PROBLEMS AND TASKS:
(A) Copy the portion of the text on amorphous solids starting at "On the basis" and ending at "the manufacturing sector.".
(B) Repeat the records word for word, starting at the line that contains "for the shallow" and ending at the final line of the records.

TEXT SECTION:
□ □ □ □ □

On the basis of the arrangement of constituent particles, the solids are classified into two categories, namely:

  • Amorphous Solids

  • Crystalline Solids

Arrangement of Atoms

Image 1: Arrangement of Atoms

Amorphous Solids

The solids in which the constituent particles of matter are arranged in a random manner are called amorphous solids. It is a non-crystalline solid with no proper arrangement of atoms in the solid lattice. In other words, we can define amorphous solids as materials which don’t have certain organized arrangement of atoms and molecules. Most solids are amorphous in nature and are utilized in many sectors as well. One of the most common examples of amorphous solids is glass, which is used widely in the manufacturing sector.

Characteristics of Amorphous Solids

An Amorphous Solid depicts following properties, which are as follows:

  • The constituent particles of matter inside solid are arranged in a random manner, that is, the position of atoms and molecules is not fixed and varies from one solid to another

  • Amorphous Solids don’t have definite shape or geometry due to random arrangement of atoms and molecules inside the solid lattice

  • Short-range order is found in amorphous solids

  • Amorphous Solids are also called Pseudo-solids or Supercooled Liquids because they don’t form crystalline structure and has the ability to flow

  • The nature of amorphous solids is isotropic in nature that is, the properties measured in all directions come out to be same, example refractive index of amorphous solids is same

  • Amorphous solids don’t show sharp melting point, this is because of irregular packing of amorphous solids

  • When we cut an amorphous solid, we find the broken constituent particles to be irregular in shape and geometry

  • Amorphous solids are unsymmetrical in nature, due to irregular packing of atoms and molecules inside the solid lattice

  • Amorphous solids don’t have fixed heat of fusion because of absence of sharp melting point

Examples: Plastics, Glass, Rubber, Metallic Glass, Polymers, Gel etc.

□ □ □ □ □

EXERCISE MATERIAL:
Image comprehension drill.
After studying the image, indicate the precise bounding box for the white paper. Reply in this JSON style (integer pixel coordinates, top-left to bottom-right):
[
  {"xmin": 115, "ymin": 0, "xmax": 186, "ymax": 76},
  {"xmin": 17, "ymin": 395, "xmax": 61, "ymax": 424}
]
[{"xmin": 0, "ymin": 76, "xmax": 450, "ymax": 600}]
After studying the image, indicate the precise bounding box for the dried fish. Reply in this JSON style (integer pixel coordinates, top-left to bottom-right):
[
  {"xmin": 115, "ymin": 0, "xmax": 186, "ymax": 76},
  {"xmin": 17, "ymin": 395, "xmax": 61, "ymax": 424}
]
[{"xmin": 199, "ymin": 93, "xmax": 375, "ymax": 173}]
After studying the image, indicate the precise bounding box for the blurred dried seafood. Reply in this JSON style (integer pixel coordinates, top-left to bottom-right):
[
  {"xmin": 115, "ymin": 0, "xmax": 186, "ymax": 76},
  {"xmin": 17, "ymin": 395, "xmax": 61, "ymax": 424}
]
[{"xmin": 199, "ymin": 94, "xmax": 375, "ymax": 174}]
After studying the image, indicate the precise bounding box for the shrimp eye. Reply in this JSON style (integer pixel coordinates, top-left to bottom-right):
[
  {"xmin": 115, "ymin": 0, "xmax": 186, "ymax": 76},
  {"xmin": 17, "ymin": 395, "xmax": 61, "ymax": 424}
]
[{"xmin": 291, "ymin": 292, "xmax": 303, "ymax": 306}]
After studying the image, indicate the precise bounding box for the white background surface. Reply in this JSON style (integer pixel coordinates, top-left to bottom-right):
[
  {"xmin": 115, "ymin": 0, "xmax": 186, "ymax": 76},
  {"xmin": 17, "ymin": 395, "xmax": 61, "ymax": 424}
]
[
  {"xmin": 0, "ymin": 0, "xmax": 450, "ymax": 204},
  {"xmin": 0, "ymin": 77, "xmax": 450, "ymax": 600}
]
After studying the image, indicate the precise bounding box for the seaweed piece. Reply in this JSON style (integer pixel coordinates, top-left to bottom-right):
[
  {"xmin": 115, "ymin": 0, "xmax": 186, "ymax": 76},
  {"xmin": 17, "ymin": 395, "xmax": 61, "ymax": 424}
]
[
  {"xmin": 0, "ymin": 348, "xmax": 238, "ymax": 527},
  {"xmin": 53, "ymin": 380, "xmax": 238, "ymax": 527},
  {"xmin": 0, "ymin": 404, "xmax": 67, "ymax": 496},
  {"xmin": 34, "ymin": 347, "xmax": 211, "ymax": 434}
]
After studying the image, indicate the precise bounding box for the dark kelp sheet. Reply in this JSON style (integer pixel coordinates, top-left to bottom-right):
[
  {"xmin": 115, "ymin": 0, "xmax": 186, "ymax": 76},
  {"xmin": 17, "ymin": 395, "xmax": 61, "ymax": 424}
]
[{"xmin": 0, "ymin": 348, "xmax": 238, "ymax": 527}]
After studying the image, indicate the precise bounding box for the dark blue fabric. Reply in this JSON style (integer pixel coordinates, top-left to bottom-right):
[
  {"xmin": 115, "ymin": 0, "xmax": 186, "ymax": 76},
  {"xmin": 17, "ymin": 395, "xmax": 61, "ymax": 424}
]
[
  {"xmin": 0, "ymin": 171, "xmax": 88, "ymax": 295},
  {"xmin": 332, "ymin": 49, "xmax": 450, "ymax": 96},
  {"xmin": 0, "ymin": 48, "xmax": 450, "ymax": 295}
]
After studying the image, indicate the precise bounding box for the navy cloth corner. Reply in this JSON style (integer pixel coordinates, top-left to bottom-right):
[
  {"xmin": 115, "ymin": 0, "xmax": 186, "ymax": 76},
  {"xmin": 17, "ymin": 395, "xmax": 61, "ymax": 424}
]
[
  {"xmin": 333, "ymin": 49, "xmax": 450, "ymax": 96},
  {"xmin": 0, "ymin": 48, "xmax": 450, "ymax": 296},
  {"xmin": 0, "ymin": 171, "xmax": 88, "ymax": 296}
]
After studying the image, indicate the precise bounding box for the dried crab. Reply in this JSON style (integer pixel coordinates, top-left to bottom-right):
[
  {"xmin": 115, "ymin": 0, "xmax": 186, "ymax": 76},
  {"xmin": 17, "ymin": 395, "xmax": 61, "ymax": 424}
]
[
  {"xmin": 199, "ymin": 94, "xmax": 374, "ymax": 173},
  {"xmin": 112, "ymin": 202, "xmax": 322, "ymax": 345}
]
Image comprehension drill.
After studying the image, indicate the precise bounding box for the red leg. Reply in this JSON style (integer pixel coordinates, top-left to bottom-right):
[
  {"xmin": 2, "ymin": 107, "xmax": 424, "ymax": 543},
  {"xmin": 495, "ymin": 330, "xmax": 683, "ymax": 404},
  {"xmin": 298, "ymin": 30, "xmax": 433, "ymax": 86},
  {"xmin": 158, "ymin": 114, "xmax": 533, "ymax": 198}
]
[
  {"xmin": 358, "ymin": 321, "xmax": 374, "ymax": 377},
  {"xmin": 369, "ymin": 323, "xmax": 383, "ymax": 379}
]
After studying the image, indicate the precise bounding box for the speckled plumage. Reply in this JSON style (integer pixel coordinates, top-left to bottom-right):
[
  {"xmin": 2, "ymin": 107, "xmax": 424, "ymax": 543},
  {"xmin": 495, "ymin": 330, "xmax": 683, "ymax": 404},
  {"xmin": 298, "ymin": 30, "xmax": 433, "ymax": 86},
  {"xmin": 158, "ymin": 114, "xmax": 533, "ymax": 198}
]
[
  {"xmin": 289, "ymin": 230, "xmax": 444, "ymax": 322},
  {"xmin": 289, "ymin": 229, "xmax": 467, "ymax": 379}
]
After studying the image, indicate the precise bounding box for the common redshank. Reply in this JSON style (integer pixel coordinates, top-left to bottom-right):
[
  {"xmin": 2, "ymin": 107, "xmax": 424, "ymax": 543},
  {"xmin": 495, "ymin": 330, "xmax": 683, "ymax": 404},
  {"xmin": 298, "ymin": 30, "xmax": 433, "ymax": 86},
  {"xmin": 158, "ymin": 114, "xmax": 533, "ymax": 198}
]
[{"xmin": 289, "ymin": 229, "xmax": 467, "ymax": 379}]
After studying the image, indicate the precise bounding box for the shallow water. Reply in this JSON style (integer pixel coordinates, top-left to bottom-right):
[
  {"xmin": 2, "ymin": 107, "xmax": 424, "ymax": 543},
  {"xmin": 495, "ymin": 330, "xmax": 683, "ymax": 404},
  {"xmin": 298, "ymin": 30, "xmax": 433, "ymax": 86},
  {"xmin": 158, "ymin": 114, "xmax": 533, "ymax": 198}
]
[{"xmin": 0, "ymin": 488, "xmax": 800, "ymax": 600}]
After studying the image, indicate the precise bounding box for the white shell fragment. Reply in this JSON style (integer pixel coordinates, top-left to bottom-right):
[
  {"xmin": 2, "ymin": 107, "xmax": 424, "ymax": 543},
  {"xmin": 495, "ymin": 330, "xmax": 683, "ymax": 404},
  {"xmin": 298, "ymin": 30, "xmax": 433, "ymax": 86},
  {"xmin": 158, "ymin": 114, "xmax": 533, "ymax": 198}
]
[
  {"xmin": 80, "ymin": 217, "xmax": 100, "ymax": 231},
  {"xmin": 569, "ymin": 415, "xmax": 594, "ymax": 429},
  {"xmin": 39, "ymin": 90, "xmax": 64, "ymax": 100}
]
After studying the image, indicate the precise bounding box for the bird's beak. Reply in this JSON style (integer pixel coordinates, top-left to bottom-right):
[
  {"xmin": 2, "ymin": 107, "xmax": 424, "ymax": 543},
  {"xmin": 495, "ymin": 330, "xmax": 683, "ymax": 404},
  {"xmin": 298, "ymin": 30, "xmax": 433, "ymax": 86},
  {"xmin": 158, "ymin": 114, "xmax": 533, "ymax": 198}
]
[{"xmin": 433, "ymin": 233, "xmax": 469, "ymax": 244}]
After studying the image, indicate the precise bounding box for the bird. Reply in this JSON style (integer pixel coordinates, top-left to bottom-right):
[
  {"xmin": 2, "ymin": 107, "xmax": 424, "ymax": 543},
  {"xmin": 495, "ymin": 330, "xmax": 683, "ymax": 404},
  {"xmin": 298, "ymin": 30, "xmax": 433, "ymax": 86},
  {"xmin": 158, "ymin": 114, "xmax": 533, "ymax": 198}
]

□ □ □ □ □

ANSWERS TO THE EXERCISE:
(A)
On the basis of the arrangement of constituent particles, the solids are classified into two categories, namely:

  • Amorphous Solids

  • Crystalline Solids

Arrangement of Atoms

Image 1: Arrangement of Atoms

Amorphous Solids

The solids in which the constituent particles of matter are arranged in a random manner are called amorphous solids. It is a non-crystalline solid with no proper arrangement of atoms in the solid lattice. In other words, we can define amorphous solids as materials which don’t have certain organized arrangement of atoms and molecules. Most solids are amorphous in nature and are utilized in many sectors as well. One of the most common examples of amorphous solids is glass, which is used widely in the manufacturing sector.

(B)
After studying the image, indicate the precise bounding box for the shallow water. Reply in this JSON style (integer pixel coordinates, top-left to bottom-right):
[
  {"xmin": 2, "ymin": 107, "xmax": 424, "ymax": 543},
  {"xmin": 495, "ymin": 330, "xmax": 683, "ymax": 404},
  {"xmin": 298, "ymin": 30, "xmax": 433, "ymax": 86},
  {"xmin": 158, "ymin": 114, "xmax": 533, "ymax": 198}
]
[{"xmin": 0, "ymin": 488, "xmax": 800, "ymax": 600}]
After studying the image, indicate the precise bounding box for the white shell fragment. Reply in this JSON style (integer pixel coordinates, top-left to bottom-right):
[
  {"xmin": 2, "ymin": 107, "xmax": 424, "ymax": 543},
  {"xmin": 495, "ymin": 330, "xmax": 683, "ymax": 404},
  {"xmin": 298, "ymin": 30, "xmax": 433, "ymax": 86},
  {"xmin": 158, "ymin": 114, "xmax": 533, "ymax": 198}
]
[
  {"xmin": 80, "ymin": 217, "xmax": 100, "ymax": 231},
  {"xmin": 569, "ymin": 415, "xmax": 594, "ymax": 429},
  {"xmin": 39, "ymin": 90, "xmax": 64, "ymax": 100}
]
After studying the image, indicate the precise bounding box for the bird's beak. Reply in this JSON style (integer pixel coordinates, top-left to bottom-right):
[
  {"xmin": 2, "ymin": 107, "xmax": 424, "ymax": 543},
  {"xmin": 495, "ymin": 330, "xmax": 683, "ymax": 404},
  {"xmin": 298, "ymin": 30, "xmax": 433, "ymax": 86},
  {"xmin": 158, "ymin": 114, "xmax": 533, "ymax": 198}
]
[{"xmin": 433, "ymin": 233, "xmax": 469, "ymax": 244}]
After studying the image, indicate the precise bounding box for the bird. Reply in this JSON style (integer pixel coordinates, top-left to bottom-right):
[
  {"xmin": 2, "ymin": 107, "xmax": 424, "ymax": 543},
  {"xmin": 495, "ymin": 330, "xmax": 683, "ymax": 404},
  {"xmin": 298, "ymin": 30, "xmax": 433, "ymax": 86},
  {"xmin": 158, "ymin": 114, "xmax": 533, "ymax": 198}
]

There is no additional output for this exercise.